Пушкин и армяне
На темы «Пушкин и армяне», «Пушкин и Армения» существует богатая литература.
Что мог знать Пушкин про нас, про Армению, кто из армян окружал его, был его современником? Постараемся прояснить этот вопрос, начав, как говорили римляне, ab ovo, т.е. с самого начала.
Армяне – народ Книги, т.е. Библии, и все образованные (и не только) люди представляют себе за строками о потопе, Ное, Арарате – Армению. Более эрудированные вспомнят, что и библейский рай скорее всего находился в Армении.
В трудах русских историков Василия Татищева и особенно старшего товарища и друга Пушкина Николая Карамзина, в его «Истории государства Российского» были собраны сведения об армянах и Армении, начиная с самых ранних русских летописей. Они до сих пор представляют научный интерес. Когда увидели свет первые 8 из 12 томов «Истории», Пушкин писал, что, будучи больным, читал их «в постели, с жадностью и вниманием».
В 1789-1790 годах Николай Карамзин совершил свое известное путешествие по Европе и написал об этом замечательную книгу «Письма русского путешественника». Вот что он писал из Парижа: «В церкви целестинов… много картин и памятников; между прочими – монумент Леона, царя армянского, который, будучи выгнан из земли своей турками, умер в Париже в 1393 году. Фруассар, современный историк, говорит о нем следующее: «Лишенный трона, сохранил он царские добродетели и еще прибавил к ним новую: великодушное терпение; с благодетелем своим Карлом VI обходился как с другом, не забывая собственного царского сана, а смерть Леонова была достойна жизни его».
Там же он отмечает, между прочим: «…в 1699 г. … Некто Паскаль, армянин, вздумал завести кофейный дом; новость полюбилась, и Паскаль собрал довольно денег».
В лицейские годы Пушкина в Царском Селе стоял лейб-гвардии гусарский полк, в котором служили князь Давыд Абамелек, герой войны 1812 г., чей портрет до сих пор висит в Военной галерее Зимнего дворца, и его сыновья. С молодых лет Пушкин поддерживал с ними дружеские отношения, был своим человеком в их доме. Он посвятил прелестные, всем известные стихи дочери Абамелека красавице Анне Давыдовне, которую знал с младенчества.
<В альбом кнж. А. Д. Абамелек>
Когда-то (помню с умиленьем)
Я смел вас нянчить
с восхищеньем,
Вы были дивное дитя.
Вы расцвели с благоговеньем,
Вам ныне поклоняюсь я.

_____

| ПОСТАВЛЕННАЯ ЗАДАЧА A |
Определите, согласуется ли с текстом о Пушкине и армянах каждое из трех утверждений: (i) Карамзин путешествовал по Европе в 1789–1790 годах; (ii) Леон, царь армянский, умер в Лондоне; (iii) портрет князя Давыда Абамелека висит в Военной галерее Зимнего дворца. Для каждого ответьте «да» или «нет» и приведите решающие слова текста в точной цитате.
| ПОСТАВЛЕННАЯ ЗАДАЧА B |
Продолжите текст о Пушкине и армянах, начав сразу после последней приведенной строки.

| ЗАПИСИ ДАННЫХ |
_____

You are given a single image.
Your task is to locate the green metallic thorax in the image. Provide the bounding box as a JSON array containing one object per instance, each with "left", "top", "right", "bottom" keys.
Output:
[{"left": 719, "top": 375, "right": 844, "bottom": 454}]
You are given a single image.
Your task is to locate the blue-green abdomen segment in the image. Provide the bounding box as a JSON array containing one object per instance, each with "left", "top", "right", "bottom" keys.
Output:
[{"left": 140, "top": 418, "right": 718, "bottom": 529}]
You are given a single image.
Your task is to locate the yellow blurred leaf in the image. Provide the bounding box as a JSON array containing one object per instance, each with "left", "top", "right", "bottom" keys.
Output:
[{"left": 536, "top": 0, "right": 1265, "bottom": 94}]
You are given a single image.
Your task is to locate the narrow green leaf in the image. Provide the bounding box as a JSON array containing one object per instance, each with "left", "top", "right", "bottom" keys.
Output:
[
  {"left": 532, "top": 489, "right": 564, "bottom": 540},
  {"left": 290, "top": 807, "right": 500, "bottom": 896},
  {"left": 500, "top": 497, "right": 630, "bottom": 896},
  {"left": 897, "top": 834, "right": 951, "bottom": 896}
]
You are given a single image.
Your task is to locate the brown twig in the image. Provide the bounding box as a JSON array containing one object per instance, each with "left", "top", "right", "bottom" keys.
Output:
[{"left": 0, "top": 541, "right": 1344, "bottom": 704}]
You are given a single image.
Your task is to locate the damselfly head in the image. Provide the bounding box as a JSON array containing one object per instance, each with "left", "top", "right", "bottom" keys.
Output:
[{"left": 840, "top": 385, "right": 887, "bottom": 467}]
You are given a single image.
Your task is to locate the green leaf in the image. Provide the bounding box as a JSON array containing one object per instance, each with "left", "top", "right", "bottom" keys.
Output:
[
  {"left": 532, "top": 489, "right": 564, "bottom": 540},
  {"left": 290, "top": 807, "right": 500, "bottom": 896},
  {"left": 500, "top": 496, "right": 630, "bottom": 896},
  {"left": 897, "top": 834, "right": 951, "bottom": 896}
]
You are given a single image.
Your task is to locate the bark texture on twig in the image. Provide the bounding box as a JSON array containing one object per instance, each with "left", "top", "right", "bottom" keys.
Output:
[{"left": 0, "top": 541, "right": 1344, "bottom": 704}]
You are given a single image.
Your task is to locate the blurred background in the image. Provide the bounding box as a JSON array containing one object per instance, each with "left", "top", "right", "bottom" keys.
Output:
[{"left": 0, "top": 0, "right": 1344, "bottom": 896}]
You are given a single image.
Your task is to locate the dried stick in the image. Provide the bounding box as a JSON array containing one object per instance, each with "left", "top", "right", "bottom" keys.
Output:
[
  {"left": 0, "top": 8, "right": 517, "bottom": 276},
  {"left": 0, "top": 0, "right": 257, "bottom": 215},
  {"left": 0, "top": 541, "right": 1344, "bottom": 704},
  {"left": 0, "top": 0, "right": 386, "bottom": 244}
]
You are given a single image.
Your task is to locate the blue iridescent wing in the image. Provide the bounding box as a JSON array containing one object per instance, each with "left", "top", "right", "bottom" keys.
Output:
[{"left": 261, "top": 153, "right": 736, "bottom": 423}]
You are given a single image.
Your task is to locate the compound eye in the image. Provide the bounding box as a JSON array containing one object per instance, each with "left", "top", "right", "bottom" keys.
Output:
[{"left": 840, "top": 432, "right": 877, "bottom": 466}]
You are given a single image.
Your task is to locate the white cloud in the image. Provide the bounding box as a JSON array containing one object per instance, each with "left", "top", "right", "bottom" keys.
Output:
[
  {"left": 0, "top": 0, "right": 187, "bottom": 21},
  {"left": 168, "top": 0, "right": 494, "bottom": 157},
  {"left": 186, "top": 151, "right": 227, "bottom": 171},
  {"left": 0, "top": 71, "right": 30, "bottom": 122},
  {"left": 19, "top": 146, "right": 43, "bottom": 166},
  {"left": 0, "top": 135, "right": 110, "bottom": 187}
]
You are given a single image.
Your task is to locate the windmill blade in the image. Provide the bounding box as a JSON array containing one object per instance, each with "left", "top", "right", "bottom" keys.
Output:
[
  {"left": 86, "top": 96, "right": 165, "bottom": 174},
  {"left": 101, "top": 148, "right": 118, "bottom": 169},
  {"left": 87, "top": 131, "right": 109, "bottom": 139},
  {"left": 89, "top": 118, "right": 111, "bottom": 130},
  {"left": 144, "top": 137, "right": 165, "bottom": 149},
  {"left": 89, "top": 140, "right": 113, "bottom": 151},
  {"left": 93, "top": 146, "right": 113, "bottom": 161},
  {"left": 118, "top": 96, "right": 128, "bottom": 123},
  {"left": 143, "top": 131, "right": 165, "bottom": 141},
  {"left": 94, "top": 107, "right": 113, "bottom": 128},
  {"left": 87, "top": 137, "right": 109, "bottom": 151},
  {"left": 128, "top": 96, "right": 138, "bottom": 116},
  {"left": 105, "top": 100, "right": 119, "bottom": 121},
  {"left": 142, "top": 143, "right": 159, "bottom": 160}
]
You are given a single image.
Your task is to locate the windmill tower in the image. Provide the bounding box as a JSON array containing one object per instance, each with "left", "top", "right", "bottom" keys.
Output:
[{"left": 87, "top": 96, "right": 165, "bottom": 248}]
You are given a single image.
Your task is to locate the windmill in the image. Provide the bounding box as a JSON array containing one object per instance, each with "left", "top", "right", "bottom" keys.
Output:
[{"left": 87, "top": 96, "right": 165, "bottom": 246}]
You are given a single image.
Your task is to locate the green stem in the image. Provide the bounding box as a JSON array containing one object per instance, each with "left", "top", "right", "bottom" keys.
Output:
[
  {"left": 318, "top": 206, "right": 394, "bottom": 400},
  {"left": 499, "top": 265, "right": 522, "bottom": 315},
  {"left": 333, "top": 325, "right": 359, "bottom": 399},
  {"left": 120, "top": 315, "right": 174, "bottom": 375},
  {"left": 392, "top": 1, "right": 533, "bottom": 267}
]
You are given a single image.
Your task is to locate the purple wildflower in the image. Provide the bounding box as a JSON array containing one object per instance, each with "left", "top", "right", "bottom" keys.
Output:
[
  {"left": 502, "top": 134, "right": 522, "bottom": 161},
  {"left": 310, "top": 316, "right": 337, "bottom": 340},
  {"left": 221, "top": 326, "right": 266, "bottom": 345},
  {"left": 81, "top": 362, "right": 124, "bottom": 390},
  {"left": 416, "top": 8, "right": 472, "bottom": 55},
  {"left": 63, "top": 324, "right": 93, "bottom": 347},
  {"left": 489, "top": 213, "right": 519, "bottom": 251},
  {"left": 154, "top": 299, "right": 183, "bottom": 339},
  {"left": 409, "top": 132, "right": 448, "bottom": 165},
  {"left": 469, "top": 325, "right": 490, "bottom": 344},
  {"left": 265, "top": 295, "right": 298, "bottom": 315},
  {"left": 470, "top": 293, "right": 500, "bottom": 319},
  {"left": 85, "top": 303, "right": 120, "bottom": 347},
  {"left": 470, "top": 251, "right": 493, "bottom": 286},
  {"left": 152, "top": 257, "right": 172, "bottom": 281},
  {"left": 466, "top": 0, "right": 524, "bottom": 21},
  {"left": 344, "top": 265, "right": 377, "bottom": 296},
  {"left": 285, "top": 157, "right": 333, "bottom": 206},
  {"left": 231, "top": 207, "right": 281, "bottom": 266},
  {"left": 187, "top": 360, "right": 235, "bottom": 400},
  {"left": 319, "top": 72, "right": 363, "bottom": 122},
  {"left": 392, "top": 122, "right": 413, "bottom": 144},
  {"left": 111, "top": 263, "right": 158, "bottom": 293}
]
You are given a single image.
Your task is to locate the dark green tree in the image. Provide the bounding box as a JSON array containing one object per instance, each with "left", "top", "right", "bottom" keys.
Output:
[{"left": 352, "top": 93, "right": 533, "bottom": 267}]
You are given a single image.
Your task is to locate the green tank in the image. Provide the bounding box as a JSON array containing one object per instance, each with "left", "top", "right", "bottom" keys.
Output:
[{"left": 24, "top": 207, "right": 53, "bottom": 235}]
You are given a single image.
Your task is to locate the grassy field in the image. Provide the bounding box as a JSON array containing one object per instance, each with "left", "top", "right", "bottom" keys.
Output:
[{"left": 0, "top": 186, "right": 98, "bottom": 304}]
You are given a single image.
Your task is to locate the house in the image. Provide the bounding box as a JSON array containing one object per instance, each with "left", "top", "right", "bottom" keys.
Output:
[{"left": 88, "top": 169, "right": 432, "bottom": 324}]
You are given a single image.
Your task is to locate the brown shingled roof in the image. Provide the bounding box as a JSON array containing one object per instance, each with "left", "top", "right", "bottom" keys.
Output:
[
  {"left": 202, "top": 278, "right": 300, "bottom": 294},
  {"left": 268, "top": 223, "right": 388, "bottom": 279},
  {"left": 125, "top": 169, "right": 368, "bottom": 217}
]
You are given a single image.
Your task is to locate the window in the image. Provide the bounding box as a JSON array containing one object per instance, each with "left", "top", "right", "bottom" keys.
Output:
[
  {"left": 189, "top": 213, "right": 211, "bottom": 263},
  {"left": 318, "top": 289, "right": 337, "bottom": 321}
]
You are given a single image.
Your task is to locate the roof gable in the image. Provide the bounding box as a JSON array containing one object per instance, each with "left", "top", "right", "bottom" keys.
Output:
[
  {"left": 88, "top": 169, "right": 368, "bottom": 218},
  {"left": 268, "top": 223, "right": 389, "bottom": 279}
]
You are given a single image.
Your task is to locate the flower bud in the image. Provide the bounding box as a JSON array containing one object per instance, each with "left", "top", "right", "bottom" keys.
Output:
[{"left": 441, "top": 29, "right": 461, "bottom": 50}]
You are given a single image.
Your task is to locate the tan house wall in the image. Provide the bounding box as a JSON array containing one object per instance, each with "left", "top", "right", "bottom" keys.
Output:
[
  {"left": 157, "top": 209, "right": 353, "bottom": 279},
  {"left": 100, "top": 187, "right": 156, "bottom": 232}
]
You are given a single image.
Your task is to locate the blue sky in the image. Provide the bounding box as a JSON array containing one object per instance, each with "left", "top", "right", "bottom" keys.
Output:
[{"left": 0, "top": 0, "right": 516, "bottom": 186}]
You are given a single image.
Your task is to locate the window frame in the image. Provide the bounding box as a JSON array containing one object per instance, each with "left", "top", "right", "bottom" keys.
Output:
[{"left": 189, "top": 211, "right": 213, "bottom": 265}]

_____

| ИТОГ ЗАДАНИЯ A |
(i) Да: «В 1789-1790 годах Николай Карамзин совершил свое известное путешествие по Европе».
(ii) Нет: «умер в Париже в 1393 году».
(iii) Да: «чей портрет до сих пор висит в Военной галерее Зимнего дворца».

| ИТОГ ЗАДАНИЯ B |
За вами сердцем и глазами
С невольным трепетом ношусь
И вашей славою и вами,
Как нянька старая, горжусь.
Во время своей южной ссылки в Кишиневе Пушкин подружился с местным чиновником Артемом Худобашевым. По свидетельству генерал-майора, историка И.П. Липранди, близко знавшего поэта, этот наш соотечественник входил в число трех наиболее близких Пушкину людей.
Упомянем также о знакомстве Пушкина и Айвазовского.
Пушкин побывал на театре военных действий, на русско-турецкой войне, даже принял символическое в ней участие, детально описав свое путешествие по Кавказу. Очень дружелюбно описывал армян. Иногда и мелочи в его тексте бывают очень красноречивы. В своем «Путешествии в Арзрум во время похода 1829 г.» он пишет не «Эрзерум», на турецкий лад, а «Арзрум», как говорили армяне и греки.
А теперь перейдем к малоизвестному, но чрезвычайно часто цитируемому произведению поэта. Замечу, очень немногие знают из этой поэмы хотя бы строфой больше, чем строки: «Ты трус, ты раб, ты армянин!». Речь идет о неоконченной поэме Пушкина под редакторским названием «Тазит». Пушкин писал ее по возвращении из своего знаменитого путешествия в действующую армию, в Арзрум, в 1829-1830 гг. Он дважды брался за эту работу, но так ее и не закончил и не дал ей названия.
После смерти Пушкина друзья, разбирая его архив, нашли эту безымянную и незавершенную поэму. Прочтя имя одного из двух главных героев поэмы – старого горца, его именем и назвали поэму – «Галуб». Лишь в тридцатые годы прошлого века замечательный пушкиновед Сергей Михайлович Бонди доказал, что друзья неправильно прочли рукопись Пушкина. Его персонажа зовут «Гасуб», а не «Галуб». Но главным героем Пушкина является другой молодой горец, и поэму окончательно назвали его именем – «Тазит».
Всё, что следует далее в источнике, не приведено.